Scan the records for the string "concrete". State how many lines contain it and add nothing.

Referring expression pointing data:
---+---

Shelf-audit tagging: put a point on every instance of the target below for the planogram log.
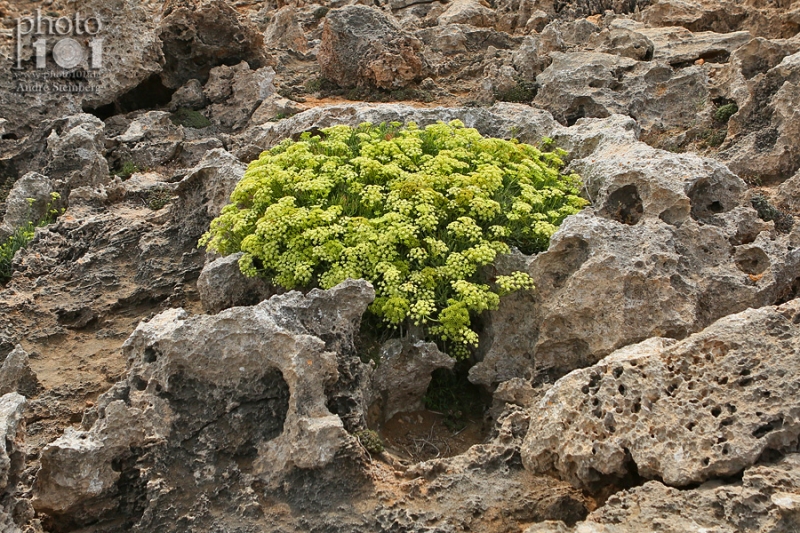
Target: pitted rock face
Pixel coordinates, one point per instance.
(766, 499)
(198, 35)
(235, 398)
(683, 412)
(362, 46)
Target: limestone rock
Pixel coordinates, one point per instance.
(222, 285)
(655, 262)
(198, 35)
(236, 92)
(216, 175)
(679, 47)
(273, 108)
(284, 31)
(403, 374)
(234, 394)
(12, 433)
(623, 42)
(150, 140)
(594, 84)
(533, 55)
(27, 201)
(75, 153)
(471, 12)
(764, 133)
(725, 16)
(131, 55)
(684, 412)
(765, 500)
(190, 95)
(16, 374)
(501, 120)
(362, 46)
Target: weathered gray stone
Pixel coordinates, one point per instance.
(471, 12)
(363, 46)
(75, 153)
(678, 46)
(131, 53)
(150, 140)
(284, 31)
(622, 42)
(198, 35)
(203, 391)
(594, 84)
(684, 412)
(16, 374)
(217, 175)
(401, 379)
(222, 285)
(501, 120)
(724, 16)
(665, 251)
(763, 135)
(766, 499)
(236, 92)
(190, 95)
(27, 201)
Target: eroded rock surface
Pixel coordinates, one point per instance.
(682, 412)
(766, 499)
(361, 45)
(235, 397)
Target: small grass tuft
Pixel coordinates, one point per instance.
(724, 113)
(158, 198)
(370, 440)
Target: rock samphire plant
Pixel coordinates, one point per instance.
(416, 211)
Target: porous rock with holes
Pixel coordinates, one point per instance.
(14, 509)
(670, 245)
(363, 46)
(213, 409)
(682, 412)
(766, 499)
(222, 285)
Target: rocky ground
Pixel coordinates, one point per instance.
(648, 384)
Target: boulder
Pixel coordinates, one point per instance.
(216, 175)
(131, 54)
(679, 47)
(222, 285)
(198, 35)
(763, 135)
(150, 140)
(594, 84)
(681, 411)
(622, 42)
(28, 201)
(284, 31)
(236, 92)
(766, 499)
(75, 153)
(725, 16)
(501, 120)
(13, 506)
(404, 372)
(666, 250)
(533, 55)
(190, 95)
(16, 374)
(363, 46)
(471, 12)
(235, 399)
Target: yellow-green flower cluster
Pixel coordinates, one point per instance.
(416, 211)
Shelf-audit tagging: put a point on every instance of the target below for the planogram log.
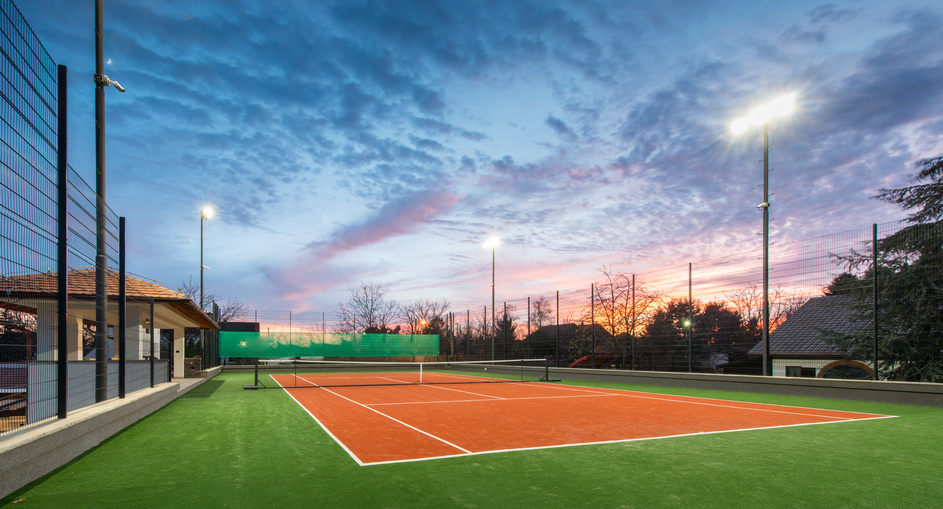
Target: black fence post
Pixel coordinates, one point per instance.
(62, 255)
(122, 313)
(874, 292)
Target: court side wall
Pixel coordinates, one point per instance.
(33, 453)
(906, 393)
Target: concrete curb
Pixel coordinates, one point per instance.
(28, 455)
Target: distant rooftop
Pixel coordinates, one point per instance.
(802, 333)
(82, 284)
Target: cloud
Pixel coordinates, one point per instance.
(395, 218)
(559, 127)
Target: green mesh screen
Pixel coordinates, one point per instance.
(325, 344)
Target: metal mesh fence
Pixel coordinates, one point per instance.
(48, 231)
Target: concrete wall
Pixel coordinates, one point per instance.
(32, 453)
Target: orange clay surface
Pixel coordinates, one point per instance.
(384, 424)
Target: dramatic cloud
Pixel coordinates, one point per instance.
(346, 141)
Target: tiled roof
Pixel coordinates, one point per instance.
(82, 283)
(802, 333)
(82, 287)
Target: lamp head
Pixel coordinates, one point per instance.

---+---

Exercise response:
2